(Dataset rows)

⁂

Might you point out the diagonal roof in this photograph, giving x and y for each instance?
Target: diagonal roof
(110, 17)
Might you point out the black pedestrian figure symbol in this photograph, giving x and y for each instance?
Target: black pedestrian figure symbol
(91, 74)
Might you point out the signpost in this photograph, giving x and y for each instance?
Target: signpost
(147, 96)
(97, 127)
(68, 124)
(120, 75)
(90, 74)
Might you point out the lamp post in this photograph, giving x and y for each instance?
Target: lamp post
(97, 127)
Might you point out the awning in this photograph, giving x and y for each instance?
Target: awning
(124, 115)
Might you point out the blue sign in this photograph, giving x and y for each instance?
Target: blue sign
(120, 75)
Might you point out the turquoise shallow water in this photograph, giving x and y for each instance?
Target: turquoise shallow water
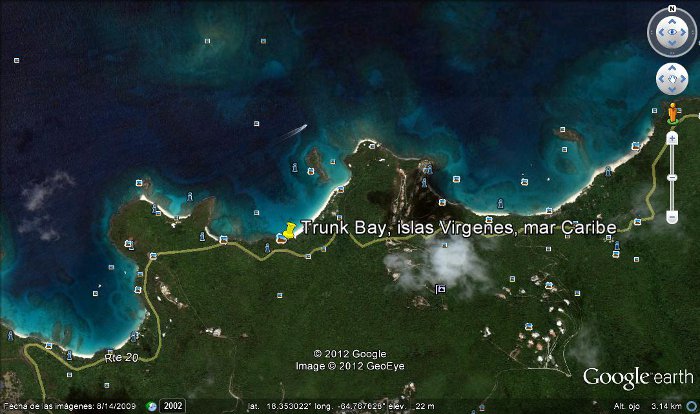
(112, 93)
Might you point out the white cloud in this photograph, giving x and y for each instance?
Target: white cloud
(36, 195)
(457, 266)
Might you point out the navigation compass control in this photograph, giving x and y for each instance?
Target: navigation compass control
(672, 32)
(672, 78)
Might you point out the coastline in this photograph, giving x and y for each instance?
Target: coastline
(613, 166)
(322, 207)
(60, 346)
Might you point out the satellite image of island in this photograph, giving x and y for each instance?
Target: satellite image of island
(350, 207)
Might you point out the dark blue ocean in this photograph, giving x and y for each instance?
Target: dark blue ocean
(105, 94)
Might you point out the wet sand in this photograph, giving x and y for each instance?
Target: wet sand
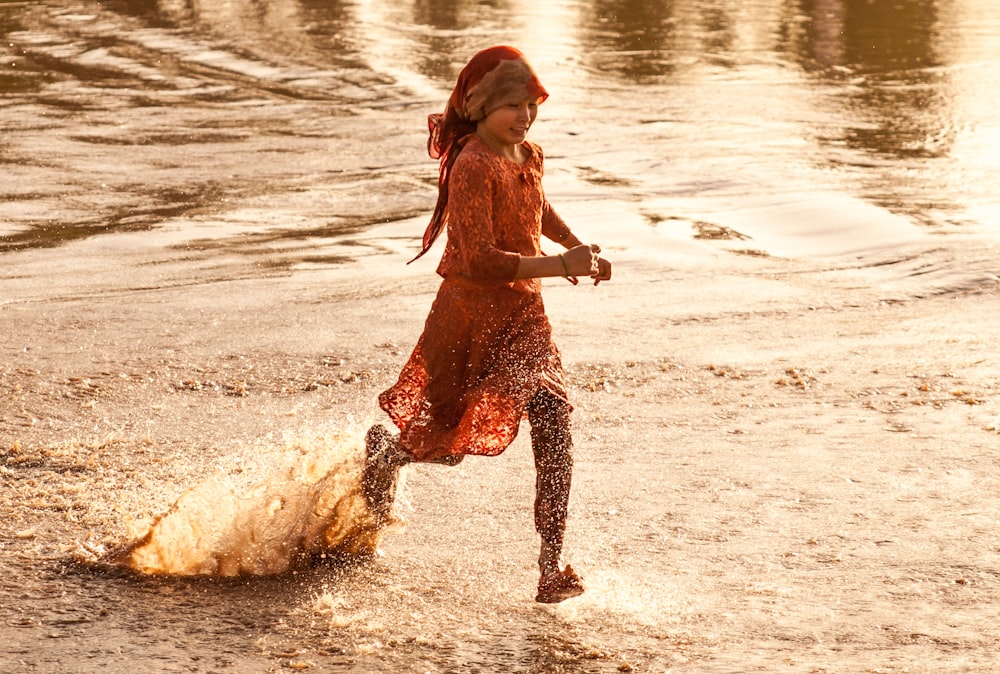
(787, 417)
(789, 474)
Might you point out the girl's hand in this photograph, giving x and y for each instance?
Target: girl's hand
(603, 272)
(583, 260)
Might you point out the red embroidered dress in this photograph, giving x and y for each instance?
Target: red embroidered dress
(487, 347)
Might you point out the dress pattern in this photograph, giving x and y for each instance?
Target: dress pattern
(486, 348)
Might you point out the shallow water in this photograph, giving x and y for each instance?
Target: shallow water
(155, 150)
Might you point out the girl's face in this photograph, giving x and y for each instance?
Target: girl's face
(508, 125)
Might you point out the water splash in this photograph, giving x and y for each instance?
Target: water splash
(310, 509)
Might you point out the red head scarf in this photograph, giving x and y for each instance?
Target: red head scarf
(492, 78)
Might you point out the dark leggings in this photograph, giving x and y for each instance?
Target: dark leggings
(553, 448)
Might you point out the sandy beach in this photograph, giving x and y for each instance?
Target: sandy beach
(787, 399)
(800, 480)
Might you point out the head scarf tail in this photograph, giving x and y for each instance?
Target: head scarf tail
(493, 77)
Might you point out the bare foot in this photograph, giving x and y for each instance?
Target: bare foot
(559, 586)
(383, 459)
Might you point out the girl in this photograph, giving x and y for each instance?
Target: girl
(486, 356)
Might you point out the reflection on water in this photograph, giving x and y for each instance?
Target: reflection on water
(877, 101)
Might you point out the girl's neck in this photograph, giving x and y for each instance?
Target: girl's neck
(516, 153)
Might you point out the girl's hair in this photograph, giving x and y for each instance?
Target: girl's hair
(492, 78)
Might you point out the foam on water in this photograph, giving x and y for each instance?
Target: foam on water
(308, 509)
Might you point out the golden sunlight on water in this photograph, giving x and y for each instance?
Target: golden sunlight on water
(310, 509)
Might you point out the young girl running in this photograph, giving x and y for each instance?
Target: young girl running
(486, 356)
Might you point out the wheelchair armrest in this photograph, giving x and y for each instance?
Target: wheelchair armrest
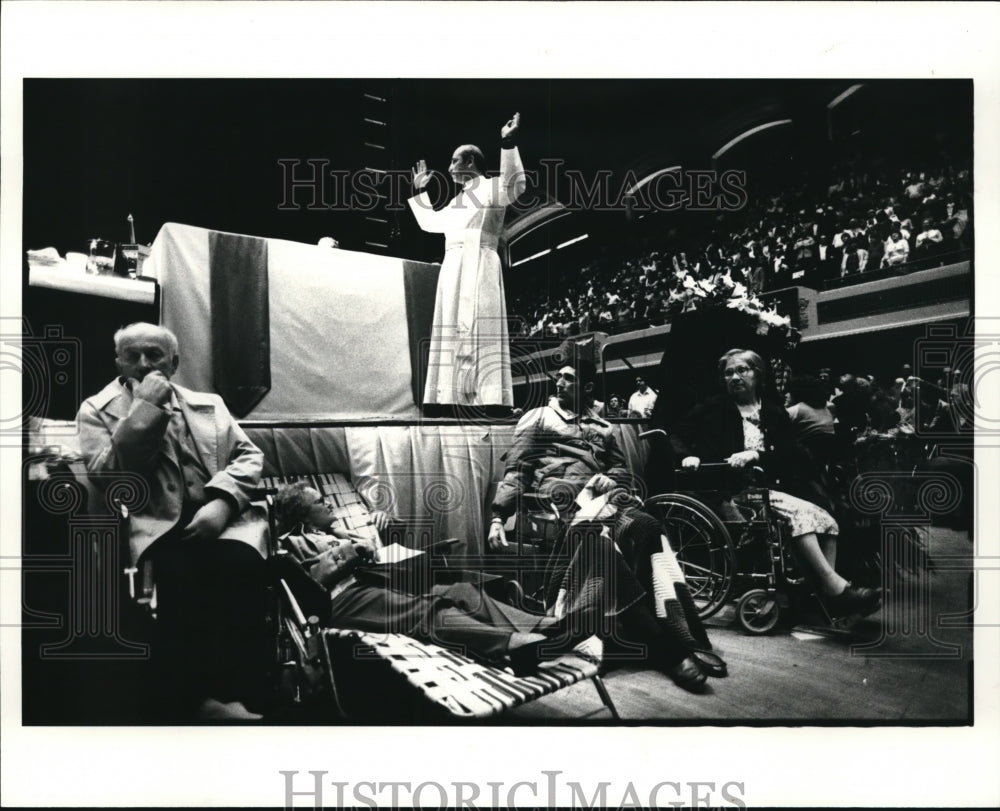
(443, 547)
(536, 502)
(310, 597)
(717, 473)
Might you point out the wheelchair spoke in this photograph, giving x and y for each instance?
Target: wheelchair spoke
(702, 546)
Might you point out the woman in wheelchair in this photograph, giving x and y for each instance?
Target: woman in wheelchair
(372, 598)
(744, 428)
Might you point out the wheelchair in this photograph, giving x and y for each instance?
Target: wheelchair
(736, 549)
(730, 550)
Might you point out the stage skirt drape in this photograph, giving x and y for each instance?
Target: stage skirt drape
(344, 326)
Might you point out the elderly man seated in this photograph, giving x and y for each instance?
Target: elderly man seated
(618, 558)
(366, 596)
(196, 525)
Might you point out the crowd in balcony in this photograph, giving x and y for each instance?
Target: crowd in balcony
(815, 233)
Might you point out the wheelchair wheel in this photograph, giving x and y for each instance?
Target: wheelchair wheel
(758, 611)
(703, 548)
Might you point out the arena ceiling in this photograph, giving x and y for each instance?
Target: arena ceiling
(210, 152)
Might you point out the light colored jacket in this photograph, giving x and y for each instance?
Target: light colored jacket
(119, 433)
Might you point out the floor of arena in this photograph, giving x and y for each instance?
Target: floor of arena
(911, 663)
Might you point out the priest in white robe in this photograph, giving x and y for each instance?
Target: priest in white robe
(469, 353)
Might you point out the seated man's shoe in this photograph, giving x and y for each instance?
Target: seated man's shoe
(688, 675)
(214, 710)
(525, 659)
(853, 601)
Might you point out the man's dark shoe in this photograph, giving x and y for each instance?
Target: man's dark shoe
(688, 675)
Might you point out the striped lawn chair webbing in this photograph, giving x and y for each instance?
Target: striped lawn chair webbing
(462, 686)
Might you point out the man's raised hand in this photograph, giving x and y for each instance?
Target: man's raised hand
(511, 127)
(421, 177)
(497, 538)
(154, 388)
(208, 522)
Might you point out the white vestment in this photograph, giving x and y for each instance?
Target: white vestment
(469, 352)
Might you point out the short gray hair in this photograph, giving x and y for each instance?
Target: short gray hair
(122, 333)
(291, 506)
(754, 361)
(478, 159)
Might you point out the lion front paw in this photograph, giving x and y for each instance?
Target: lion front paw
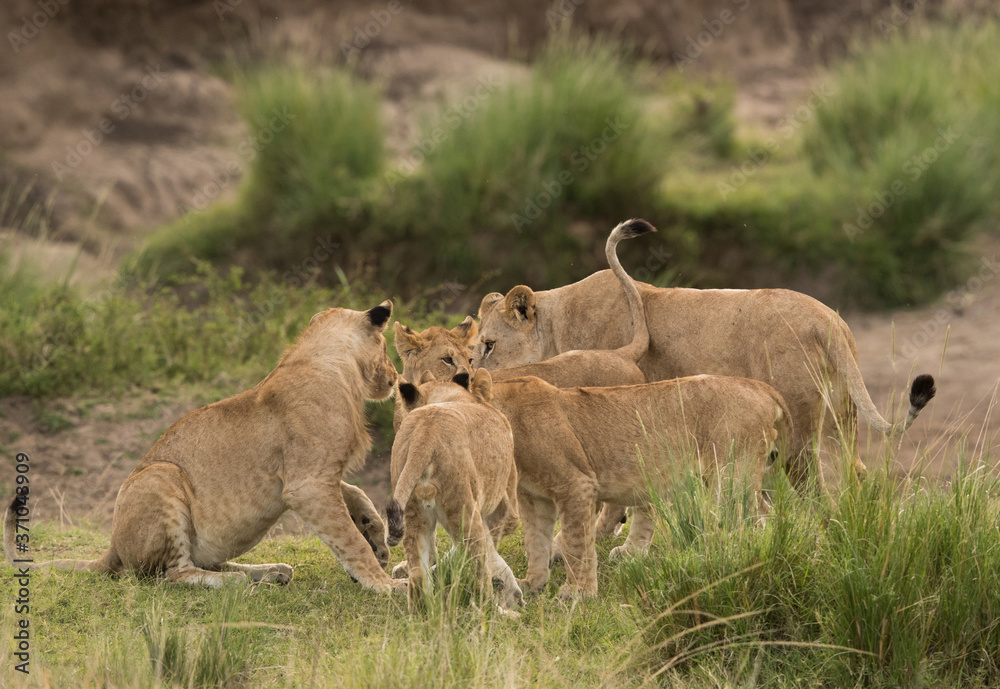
(278, 574)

⁂

* [PROBLEM DESCRIPTION] Copy the material above word for word, from start to finish, but omit the pictures.

* [SOLVED EXERCISE]
Might you point out the diagonal roof in this photograph, giving x and y for each instance?
Target: diagonal roof
(110, 17)
Might you point out the black pedestrian figure symbol in this photograph, giving x and y for each instance?
Target: black pedestrian figure symbol
(91, 74)
Might you point out the signpost in this photograph, giving x and y for each instance?
Target: signpost
(147, 96)
(97, 127)
(68, 124)
(120, 75)
(90, 74)
Might you point out the lamp post in this photograph, giving x and y for each instance?
Target: lamp post
(97, 127)
Might you point out the awning in this photograph, giving x and y for each instance?
Target: awning
(124, 115)
Might you point out the blue sign in this photograph, giving x and y for each instance?
Target: blue sign
(120, 75)
Might you point out the turquoise shallow water in this photograph, giving x and y for each instance?
Target: turquoise shallow water
(112, 93)
Might you point out the white cloud in this photograph, giving x and y for each instance?
Target: white cloud
(36, 195)
(457, 266)
Might you point out the navigation compass control in this photograph, giving x and y for each instance?
Target: navigation compass control
(672, 32)
(672, 78)
Might you point out the coastline in this photograph, giving x and y for each instance?
Target: coastline
(613, 166)
(322, 207)
(60, 346)
Might you point out the satellite image of island in this photograph, giving x and y for each instance?
Target: satellite image of island
(350, 207)
Might you point out the dark blue ocean in this photograph, giving x and y for each instance?
Target: dark blue ocean
(105, 94)
Might you point out the wet sand in this photograph, giving x and y for each instance?
Target: wet sand
(787, 417)
(789, 474)
Might you point out the girl's hand in this photograph, giving x and y for each instance?
Target: girl's hand
(603, 272)
(583, 260)
Might you point out the red embroidered dress in this photograph, giving x and y for each instance?
Target: red embroidered dress
(487, 347)
Might you point out the dress pattern in this photograph, giving x and y for each instance?
Target: dress pattern
(486, 348)
Might you point out the shallow water in this photograph, giving x and y for each instance?
Target: shallow water
(155, 150)
Might you point out the girl's face in this photograph, giving x and y for each instance?
Target: girl's face
(508, 125)
Might you point out the water splash in this photograph, giving x and y for each instance?
Target: water splash
(310, 509)
Might you point out the red head scarf in this photograph, giving x and y for each instance?
Target: red head scarf
(492, 78)
Might you point out the dark leggings in this photograph, giving x and y for each instance?
Target: dark leggings
(553, 448)
Might you point out the sandy beach in this photograph, giving x and y for each instance?
Target: sandy beach
(787, 399)
(800, 480)
Might you point out the head scarf tail in this photograph, giving x and y for each instance?
Target: head scarf tail
(493, 77)
Might you point out the bare foot in this photograph, giving x and y for each instance?
Target: bare foot
(559, 586)
(383, 459)
Might you point out the girl in this photograph, giving x and y for each instance?
Target: girl
(486, 356)
Might you point out the reflection on water in this photograph, giving x and y for each instance?
Target: reflection on water
(877, 101)
Might you point out the girl's neck in this photograph, giving x and y for each instance?
Target: girl's neck
(516, 153)
Might you point out the girl's hair in this photograph, giving x and y for each instance?
Target: girl's hair
(492, 78)
Might you point out the foam on water in this photograph, giving x and y for each instance?
Target: foam on water
(308, 509)
Might you point out the golden sunlight on water in this photograph, giving x and y for each instance?
Target: golden sunlight on water
(310, 509)
Might you point out the young girl running in this photograph, giving x and y for each instance?
Target: young girl running
(486, 356)
Might you point out the wheelchair armrest in this photograph, giving x and y for each instance?
Target: wheelchair armrest
(443, 547)
(536, 502)
(310, 597)
(717, 473)
Might you point out the wheelchair spoke in this photograph, giving x and y for each instance?
Target: wheelchair spoke
(702, 546)
Might you point out the woman in wheelchair in this photograph, giving x and y for each instance?
Target: woman in wheelchair
(372, 598)
(744, 428)
Might you point out the wheelchair in this photograph, giving x and y for each instance?
Target: wheelchair
(736, 549)
(730, 550)
Might you point out the stage skirt drape in this photograph, giving x and y for each instance?
Target: stage skirt drape
(344, 326)
Might you point out the elderly man seated in this photograph, giving x and y for each instance?
Target: elderly man seated
(618, 558)
(366, 596)
(196, 525)
Might you point out the crowd in balcony in this photograph, giving x and y for each instance?
Target: crowd in balcony
(815, 233)
Might you point out the wheelchair wheel in this photograph, giving x and y for each instance?
Target: wheelchair wheel
(758, 611)
(703, 548)
Might you point out the arena ceiling in this photograph, giving x and y for each instance?
Target: arena ceiling
(210, 152)
Might you point out the light colored jacket in this photograph, giving x and y for each instance?
Target: light colored jacket
(119, 433)
Might you point out the floor of arena in this photograph, giving x and y for each instance?
Target: floor of arena
(911, 663)
Might you point out the priest in white robe in this photograph, giving x and y for each instance?
Target: priest in white robe
(469, 353)
Might you point out the seated man's shoe in this photograph, giving x and y for each instance?
Target: seated man's shoe
(688, 675)
(214, 710)
(525, 659)
(853, 601)
Might you point out the man's dark shoe in this photograph, giving x and y for each instance?
Target: man's dark shoe
(688, 675)
Might you point out the striped lawn chair webbing in this photograph, giving x and y for each instance?
Target: striped lawn chair webbing
(462, 686)
Might you point out the man's raised hand in this photograph, giving x and y for each instance?
Target: man's raised hand
(511, 127)
(421, 177)
(497, 538)
(154, 388)
(208, 522)
Might you point out the white vestment in this photograph, giving x and y for each instance?
Target: white vestment
(469, 352)
Might you point out the short gray hair in this photograph, giving x and y for each instance?
Target: short gray hair
(122, 333)
(291, 506)
(754, 361)
(478, 159)
Might you point out the lion front paw in this photograph, giving x and y for each instance?
Target: lion front paw
(278, 574)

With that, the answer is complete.